> _Work required_
The data is to be retyped in full, exactly.

> _Record excerpts_
┌──
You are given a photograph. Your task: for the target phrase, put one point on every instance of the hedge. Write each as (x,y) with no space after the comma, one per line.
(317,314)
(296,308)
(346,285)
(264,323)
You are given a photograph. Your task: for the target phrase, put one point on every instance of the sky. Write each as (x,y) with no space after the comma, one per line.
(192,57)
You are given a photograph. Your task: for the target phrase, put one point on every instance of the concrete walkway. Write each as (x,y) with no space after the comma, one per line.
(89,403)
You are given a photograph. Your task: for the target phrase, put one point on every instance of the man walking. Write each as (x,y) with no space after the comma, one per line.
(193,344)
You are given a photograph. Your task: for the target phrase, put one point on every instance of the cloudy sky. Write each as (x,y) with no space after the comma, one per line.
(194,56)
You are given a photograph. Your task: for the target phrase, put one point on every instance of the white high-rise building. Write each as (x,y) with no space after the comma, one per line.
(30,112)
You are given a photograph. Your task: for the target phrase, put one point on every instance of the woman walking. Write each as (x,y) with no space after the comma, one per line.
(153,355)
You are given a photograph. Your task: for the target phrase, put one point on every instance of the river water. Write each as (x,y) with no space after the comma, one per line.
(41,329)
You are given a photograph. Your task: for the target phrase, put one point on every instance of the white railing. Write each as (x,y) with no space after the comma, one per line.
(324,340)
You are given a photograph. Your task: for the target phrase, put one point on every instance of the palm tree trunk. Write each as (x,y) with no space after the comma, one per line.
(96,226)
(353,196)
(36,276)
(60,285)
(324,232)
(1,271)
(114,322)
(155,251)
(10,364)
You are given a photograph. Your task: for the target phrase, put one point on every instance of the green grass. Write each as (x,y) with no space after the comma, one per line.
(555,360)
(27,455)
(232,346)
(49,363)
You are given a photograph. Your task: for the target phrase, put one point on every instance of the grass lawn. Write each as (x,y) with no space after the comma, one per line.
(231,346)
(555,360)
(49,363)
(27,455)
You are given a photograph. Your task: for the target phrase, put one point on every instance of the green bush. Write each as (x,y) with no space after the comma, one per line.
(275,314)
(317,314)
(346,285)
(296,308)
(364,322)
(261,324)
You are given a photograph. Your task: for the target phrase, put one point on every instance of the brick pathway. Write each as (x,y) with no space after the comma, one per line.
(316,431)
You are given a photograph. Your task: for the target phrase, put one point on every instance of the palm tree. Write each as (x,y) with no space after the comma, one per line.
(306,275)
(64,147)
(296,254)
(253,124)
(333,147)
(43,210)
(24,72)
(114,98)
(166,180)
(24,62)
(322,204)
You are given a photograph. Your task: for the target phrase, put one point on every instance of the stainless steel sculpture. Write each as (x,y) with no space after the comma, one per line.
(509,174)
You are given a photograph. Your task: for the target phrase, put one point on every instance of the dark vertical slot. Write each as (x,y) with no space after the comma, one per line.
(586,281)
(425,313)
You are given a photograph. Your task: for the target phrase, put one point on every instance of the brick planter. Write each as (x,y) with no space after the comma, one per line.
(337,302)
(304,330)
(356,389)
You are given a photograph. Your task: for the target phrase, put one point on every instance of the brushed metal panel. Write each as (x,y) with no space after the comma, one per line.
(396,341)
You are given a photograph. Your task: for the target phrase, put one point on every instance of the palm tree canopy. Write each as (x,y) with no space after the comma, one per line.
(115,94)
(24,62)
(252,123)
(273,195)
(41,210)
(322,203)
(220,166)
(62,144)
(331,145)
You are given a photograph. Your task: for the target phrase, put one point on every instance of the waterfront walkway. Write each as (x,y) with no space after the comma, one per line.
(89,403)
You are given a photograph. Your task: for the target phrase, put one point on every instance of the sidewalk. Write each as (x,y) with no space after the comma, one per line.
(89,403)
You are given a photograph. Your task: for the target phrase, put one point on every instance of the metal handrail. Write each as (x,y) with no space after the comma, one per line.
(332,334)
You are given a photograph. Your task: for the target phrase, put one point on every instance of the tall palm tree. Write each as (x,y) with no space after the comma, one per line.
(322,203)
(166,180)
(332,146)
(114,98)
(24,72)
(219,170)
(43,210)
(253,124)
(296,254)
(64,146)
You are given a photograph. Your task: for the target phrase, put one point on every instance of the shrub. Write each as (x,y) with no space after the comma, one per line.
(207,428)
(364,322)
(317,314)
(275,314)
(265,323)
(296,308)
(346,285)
└──
> _Output for this task_
You are given a photograph. Your task: for the target phrase, put one point on every instance of the hedge. Write each as (x,y) with no space after the comma, one per line.
(317,314)
(296,308)
(346,285)
(264,323)
You are given a photograph. Your task: for the target phrase, put one point on every instance of the sky. Write each as (x,y) with no space after the comma, one per line.
(192,57)
You are given a photograph. Your task: for the target phrase, put one point on every instance of the concrete walkway. Write each as (x,y) with no space after the comma, one per line.
(89,403)
You are given a photograph. Your task: for the target phrase, put one point on every instance of the man walking. Write each as (x,y) with no space after the comma, one per line.
(193,344)
You are given a photograph. Your task: for the target phrase, put one point on every instance of the cloudy sky. Write each as (x,y) with no space after the comma, one per line.
(194,56)
You are given a photograph. Your task: for the target phrase, put one point on every instance of the white high-rise building. Write each as (x,y) with no space after the comma, one per line.
(30,112)
You are given a photograph. Your task: for the target phrase, put one point on every instance of the woman walking. Write each as (x,y) with no space after the comma, one per line.
(153,355)
You are given a photograph. Your task: for the target phrase, put one point on every instance of the river water. Write each as (x,y) with no space after the comma, one per line.
(41,329)
You are given a photograph. Your task: for the target phrase, put one point on every instance of the white railing. Write each as (x,y) with no space after the comma, one per line.
(324,340)
You are given a photograph. Your task: for the target phrase, put one point on every instance of the palm tree trunk. Write each as (x,y) with no space after the comma, one per line.
(96,226)
(353,196)
(36,276)
(60,285)
(324,232)
(1,271)
(114,322)
(155,251)
(10,364)
You are given a photograph. Your task: for the target phrase, put one point on every instance of the green grass. Write each as (x,y) with no space after the comma, one per line.
(555,360)
(27,455)
(232,346)
(49,363)
You are given a photograph. Your task: for the target phrase, put one point on every instance of the grass lawn. Write each as (x,y) with no space after the comma, one per line.
(231,346)
(555,360)
(49,363)
(27,455)
You are given a photograph. Your task: for the target phrase, put one point on every instance of the green bush. Write each as (x,y) with no space after the comma, one per line.
(275,314)
(317,314)
(346,285)
(296,308)
(364,322)
(261,324)
You are given a photograph. Your task: for the target phrase, put one point on every instance of the brick pathway. Write each as (x,y) with no space after the comma, one per line.
(316,431)
You are given a photograph. Your task: for the target phrase, put one point on every instance of the palm tree. Write each as (x,y) with no space after the comma, one per line.
(306,275)
(64,147)
(296,254)
(253,124)
(333,147)
(43,210)
(24,72)
(114,98)
(166,180)
(24,62)
(322,204)
You are given a photograph. Your task: for the target phrase, put one point on every instance of the stainless steel sculpture. Write each as (x,y) with no space after the comma, one per line.
(509,174)
You are given a photograph. Your task: for the target phrase, put one point on every instance of the dark vertical slot. Write each as (x,y) with no space after the comma, one per line.
(586,281)
(425,313)
You are given a photograph. Your task: for the target phrase, put one point on every instance of the brick planter. Write each as (x,y) with no space after the comma, one per line.
(337,302)
(304,330)
(356,389)
You are given a photograph. Your task: for the target phrase, put one point on every instance of the brushed metal panel. Write each as (x,y) with no space after the comma, one per line.
(396,341)
You are given a photograph. Your task: for the target phrase, put one point on every instance of the palm tree canopy. Write each as (x,y) with no space after the comma, one per line.
(115,94)
(24,62)
(252,123)
(273,195)
(41,210)
(322,203)
(220,166)
(62,144)
(331,145)
You are given a photograph. Your task: for the target phrase, put one point on every instance of the waterfront walkway. Write each as (x,y) with no space after the comma, one per line.
(89,403)
You are given a photograph. Your task: for the target phrase, put one point on every instance of the sidewalk. Write each as (x,y) with no space after the comma, one per line.
(89,403)
You are given a photograph. Your task: for the target phrase, put one point on every instance of the metal handrail. Write each as (x,y) with no space after the comma, one per line.
(332,334)
You are given a photograph. Your task: for the target phrase, put one point on every instance of the tall palm tree. Write each as (x,y) with no space after the comma, one per line.
(322,203)
(166,180)
(332,146)
(114,98)
(24,72)
(219,170)
(43,210)
(253,124)
(296,254)
(64,146)
You are given a photograph. Your task: for the target phrase, put one point on every instance of the shrub. Write each as (x,y) with no space after the comma, one per line.
(207,428)
(364,322)
(317,314)
(275,314)
(265,323)
(296,308)
(346,285)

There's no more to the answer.